* Provided passage *
_ _ _ _ _
A Blog About Intellectual Property Litigation and the District of Delaware


Somewhere between the filing of the pretrial order and the pretrial conference, Judge Stark typically issues an order resolving pretrial disputes and allocating trial time. These orders - while usually short - provide a wealth of insight into his trial practices and preferences, and (often) his views on substantive evidentiary issues. They also serve to remind litigants of longstanding trial management practices (including those codified in his form pretrial order).

On Friday, Judge Stark issued a 3-page pretrial memorandum order in a set of consolidated Hatch-Waxman ("ANDA") actions, Silvergate Pharmaceuticals, Inc. v. Bionpharma, Inc. et al., C.A. Nos. 18-1962, 19-1067, 19-678. The order contained decisions on sealing the courtroom during the bench trial, obviousness proofs, disclosure of exhibits to be used on cross examination, and others.

Among the rulings:

  • Exhibits may be used on cross-examination (even for non-impeachment), whether or not they are disclosed in the pretrial order. This is not a universal approach - often cross exhibits are required to be disclosed to the other side in advance unless used only for impeachment.
  • Defendants are permitted to use prior art references not identified in the PTO to establish background or motivation to combine, but may not use them for the central obviousness proof.
  • The Court will consider sealing the courtroom "for limited times provided adequate notice is given" of the request, and "a showing consistent with governing law is made." This demonstrates that parties must do more than simply request sealing, and will likely be expected to show actual proof of harm that outweighs the strong presumption of public access.
_ _ _ _ _
* Supplied records *
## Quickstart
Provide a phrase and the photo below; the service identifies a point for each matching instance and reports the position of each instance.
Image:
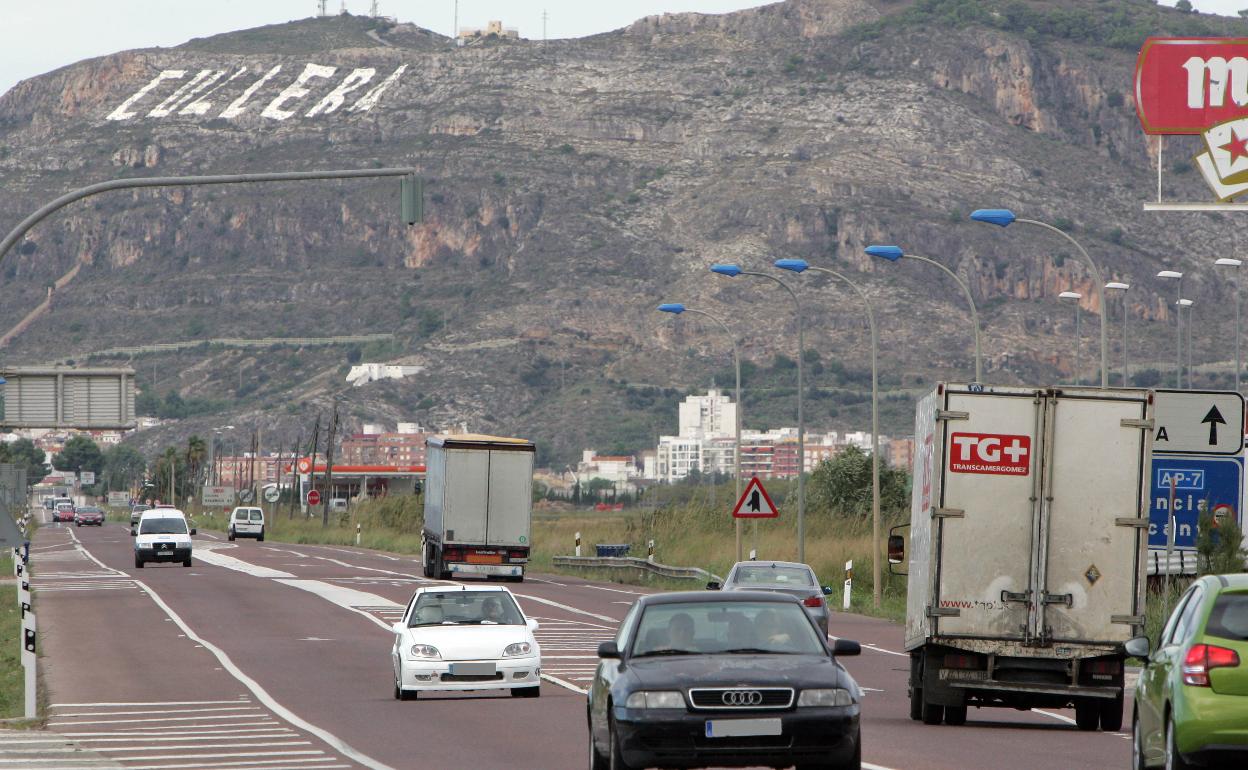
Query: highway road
(270, 657)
_ _ _ _ _
* Work required *
Resume the blog post on Judge Stark's pretrial order in the Silvergate case, picking up right after its last sentence.

* Result below *
The order also reinforced a number of the Judge's usual trial management practices (some of which are addressed by his form pretrial order):

  • The Court will permit rebuttal and plaintiff may have sur-rebuttal if it has time remaining. This is not always the case, but Judge Stark typically gives the parties latitude to decide how to use their time (but see next point).
  • The Court "WILL (not 'may') terminate a party's presentation if that party has used all of its allotted trial time." (emphasis original). This is true.
  • Argument about admissibility of trial exhibits occurs at the beginning of the trial day in which the exhibits are to be used. Failure to comply "will result in wavier of the objection."
  • The Court will confer with the parties at the end of trial about the schedule and scope of post-trial briefing. The parties usually have some control over this schedule, within reason, and in ANDA cases it may hinge on the timing remaining in the 30-month stay.
  • The Court gave each side 12-14 hours of trial time, spread over 5 consecutive trial days (February 1-5, 2021). This is about typical.